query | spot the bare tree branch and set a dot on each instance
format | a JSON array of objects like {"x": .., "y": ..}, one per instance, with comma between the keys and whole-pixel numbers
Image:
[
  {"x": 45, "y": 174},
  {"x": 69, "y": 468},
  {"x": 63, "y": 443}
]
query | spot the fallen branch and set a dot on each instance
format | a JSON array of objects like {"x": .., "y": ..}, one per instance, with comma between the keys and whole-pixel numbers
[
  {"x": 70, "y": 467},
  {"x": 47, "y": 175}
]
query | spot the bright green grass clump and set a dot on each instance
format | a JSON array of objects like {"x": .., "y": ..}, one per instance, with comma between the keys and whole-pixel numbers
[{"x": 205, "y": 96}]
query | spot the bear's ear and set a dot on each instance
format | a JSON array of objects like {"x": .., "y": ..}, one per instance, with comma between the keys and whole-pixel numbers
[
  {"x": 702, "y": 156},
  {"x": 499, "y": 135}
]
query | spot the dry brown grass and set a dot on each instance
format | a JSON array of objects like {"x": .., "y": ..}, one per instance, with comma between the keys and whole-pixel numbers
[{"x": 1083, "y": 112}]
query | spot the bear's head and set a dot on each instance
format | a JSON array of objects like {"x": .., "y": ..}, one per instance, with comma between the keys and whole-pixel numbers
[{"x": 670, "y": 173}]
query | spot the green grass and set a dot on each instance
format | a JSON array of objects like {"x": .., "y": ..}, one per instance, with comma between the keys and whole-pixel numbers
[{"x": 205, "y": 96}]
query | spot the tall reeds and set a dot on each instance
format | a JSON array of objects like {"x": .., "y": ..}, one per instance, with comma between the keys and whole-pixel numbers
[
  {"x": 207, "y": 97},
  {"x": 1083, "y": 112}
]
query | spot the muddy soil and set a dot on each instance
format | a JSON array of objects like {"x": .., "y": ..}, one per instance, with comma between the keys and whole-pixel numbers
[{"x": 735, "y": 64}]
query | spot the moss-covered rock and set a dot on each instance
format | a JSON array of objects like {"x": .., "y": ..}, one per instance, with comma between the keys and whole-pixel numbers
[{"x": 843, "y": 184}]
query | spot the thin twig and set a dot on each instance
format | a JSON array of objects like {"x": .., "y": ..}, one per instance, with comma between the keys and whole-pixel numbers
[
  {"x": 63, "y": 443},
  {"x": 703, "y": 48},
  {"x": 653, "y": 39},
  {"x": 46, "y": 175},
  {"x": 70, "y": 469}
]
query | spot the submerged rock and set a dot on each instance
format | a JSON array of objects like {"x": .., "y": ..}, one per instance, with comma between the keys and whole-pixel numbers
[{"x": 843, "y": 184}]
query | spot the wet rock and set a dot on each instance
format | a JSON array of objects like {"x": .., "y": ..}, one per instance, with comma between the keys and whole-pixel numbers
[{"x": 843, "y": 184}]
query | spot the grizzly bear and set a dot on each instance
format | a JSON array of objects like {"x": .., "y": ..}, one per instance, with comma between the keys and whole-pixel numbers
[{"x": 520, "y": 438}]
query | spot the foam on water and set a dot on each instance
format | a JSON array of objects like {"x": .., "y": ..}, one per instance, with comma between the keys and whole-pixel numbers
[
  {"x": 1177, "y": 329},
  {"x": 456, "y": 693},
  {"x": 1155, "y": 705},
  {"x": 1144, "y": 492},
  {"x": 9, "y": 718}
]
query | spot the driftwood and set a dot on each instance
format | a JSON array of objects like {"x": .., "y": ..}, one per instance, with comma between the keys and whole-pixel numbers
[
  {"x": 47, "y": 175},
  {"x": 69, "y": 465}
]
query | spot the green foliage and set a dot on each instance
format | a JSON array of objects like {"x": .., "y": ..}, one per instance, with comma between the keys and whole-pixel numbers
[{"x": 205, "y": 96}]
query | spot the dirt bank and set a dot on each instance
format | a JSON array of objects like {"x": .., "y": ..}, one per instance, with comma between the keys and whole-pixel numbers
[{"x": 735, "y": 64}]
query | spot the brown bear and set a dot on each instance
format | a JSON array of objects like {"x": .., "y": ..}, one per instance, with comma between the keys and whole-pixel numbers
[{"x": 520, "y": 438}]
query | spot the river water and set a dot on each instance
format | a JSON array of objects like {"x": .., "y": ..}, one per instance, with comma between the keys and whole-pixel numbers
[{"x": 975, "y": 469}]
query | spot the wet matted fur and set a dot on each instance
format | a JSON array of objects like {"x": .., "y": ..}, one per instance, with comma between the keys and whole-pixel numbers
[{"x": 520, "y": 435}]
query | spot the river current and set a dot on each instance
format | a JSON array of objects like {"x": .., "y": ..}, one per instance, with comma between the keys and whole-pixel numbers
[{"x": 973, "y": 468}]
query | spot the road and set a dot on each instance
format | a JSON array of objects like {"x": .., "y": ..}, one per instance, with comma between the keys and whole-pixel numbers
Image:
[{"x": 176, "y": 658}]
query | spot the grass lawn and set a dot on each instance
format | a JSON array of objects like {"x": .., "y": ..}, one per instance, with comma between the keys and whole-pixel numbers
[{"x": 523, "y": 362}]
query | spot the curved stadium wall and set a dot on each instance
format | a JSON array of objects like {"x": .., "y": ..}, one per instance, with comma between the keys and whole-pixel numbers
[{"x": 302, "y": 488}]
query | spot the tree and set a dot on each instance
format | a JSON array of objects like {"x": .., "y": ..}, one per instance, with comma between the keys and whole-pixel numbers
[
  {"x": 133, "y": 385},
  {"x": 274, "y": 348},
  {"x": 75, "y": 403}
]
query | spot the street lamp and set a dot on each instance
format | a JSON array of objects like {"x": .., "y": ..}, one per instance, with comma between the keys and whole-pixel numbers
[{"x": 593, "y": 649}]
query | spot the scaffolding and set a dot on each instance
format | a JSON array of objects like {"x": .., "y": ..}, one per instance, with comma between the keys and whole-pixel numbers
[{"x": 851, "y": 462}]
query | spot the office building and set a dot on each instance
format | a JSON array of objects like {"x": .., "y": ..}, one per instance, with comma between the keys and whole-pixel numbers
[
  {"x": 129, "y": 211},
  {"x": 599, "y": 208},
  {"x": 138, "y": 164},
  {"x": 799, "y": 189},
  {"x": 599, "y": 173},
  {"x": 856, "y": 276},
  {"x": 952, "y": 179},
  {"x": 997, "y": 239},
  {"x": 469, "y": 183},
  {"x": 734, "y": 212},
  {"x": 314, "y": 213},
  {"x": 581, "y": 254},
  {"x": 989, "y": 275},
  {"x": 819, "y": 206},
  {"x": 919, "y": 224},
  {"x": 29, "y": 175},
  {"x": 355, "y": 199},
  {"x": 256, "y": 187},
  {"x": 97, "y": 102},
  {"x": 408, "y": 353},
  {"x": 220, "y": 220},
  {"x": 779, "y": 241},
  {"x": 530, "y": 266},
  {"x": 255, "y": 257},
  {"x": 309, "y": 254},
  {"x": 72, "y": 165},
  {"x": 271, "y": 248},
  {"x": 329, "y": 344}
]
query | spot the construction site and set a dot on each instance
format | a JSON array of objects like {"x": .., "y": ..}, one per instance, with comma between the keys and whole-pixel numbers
####################
**The task:** Repeat, character for character, the lines from the one that holds "query | spot the scaffolding" to the final line of the material, inclusive, and no other lines.

**The reply:**
query | spot the scaffolding and set a dot on each instance
format | a JSON array of objects like {"x": .., "y": ..}, one per instance, with comma between the keys and whole-pixel numbers
[{"x": 851, "y": 462}]
query | spot the office building and set a dot on each instance
format | a JSON array of objects like {"x": .., "y": ..}, one per instance, with comma between the keys and whole-pixel numbers
[
  {"x": 129, "y": 211},
  {"x": 599, "y": 208},
  {"x": 138, "y": 164},
  {"x": 799, "y": 189},
  {"x": 599, "y": 173},
  {"x": 856, "y": 276},
  {"x": 952, "y": 179},
  {"x": 997, "y": 239},
  {"x": 469, "y": 183},
  {"x": 734, "y": 212},
  {"x": 314, "y": 213},
  {"x": 581, "y": 254},
  {"x": 989, "y": 275},
  {"x": 819, "y": 206},
  {"x": 919, "y": 224},
  {"x": 29, "y": 175},
  {"x": 355, "y": 199},
  {"x": 256, "y": 187},
  {"x": 97, "y": 102},
  {"x": 408, "y": 353},
  {"x": 220, "y": 220},
  {"x": 779, "y": 241},
  {"x": 530, "y": 266},
  {"x": 255, "y": 257},
  {"x": 309, "y": 254},
  {"x": 72, "y": 165},
  {"x": 271, "y": 248},
  {"x": 329, "y": 344}
]
query | spot the construction site and set a dot on each instance
format | a JSON array of objects like {"x": .., "y": ..}, one per instance, with comma between the keys and whole-pixel numbers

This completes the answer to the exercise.